— EXERCISE DESCRIPTION —
For the word "chrome", return each line of the data in which it occurs.

— MATERIAL FOR THIS TASK —
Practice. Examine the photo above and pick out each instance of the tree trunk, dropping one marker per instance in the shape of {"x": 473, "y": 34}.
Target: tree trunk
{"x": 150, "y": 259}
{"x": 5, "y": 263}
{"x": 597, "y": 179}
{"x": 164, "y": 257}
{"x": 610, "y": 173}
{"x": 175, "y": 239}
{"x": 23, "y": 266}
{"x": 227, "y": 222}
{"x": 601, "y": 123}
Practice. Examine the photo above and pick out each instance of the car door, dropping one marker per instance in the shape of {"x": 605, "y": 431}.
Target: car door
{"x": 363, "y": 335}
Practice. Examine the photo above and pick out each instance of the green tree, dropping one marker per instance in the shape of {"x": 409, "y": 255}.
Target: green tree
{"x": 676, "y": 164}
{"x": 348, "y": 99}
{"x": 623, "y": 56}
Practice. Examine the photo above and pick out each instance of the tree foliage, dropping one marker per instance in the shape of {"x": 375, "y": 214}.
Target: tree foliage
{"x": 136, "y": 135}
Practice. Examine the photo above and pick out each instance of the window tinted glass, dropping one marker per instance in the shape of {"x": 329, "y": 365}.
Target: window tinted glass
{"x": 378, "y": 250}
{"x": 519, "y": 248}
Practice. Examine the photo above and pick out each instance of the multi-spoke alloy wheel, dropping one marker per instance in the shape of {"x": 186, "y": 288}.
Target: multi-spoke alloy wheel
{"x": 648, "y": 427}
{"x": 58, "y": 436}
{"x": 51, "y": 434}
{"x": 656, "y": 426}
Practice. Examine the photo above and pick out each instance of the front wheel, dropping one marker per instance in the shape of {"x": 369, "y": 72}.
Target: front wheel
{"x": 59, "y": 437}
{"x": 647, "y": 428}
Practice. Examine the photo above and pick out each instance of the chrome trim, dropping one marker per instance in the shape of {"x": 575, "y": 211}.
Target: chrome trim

— SOLUTION FOR THIS PROBLEM —
Practice. Examine the photo above and pick out each instance of the chrome trim, dropping one marker per instance in the shape of {"x": 575, "y": 211}.
Target: chrome trim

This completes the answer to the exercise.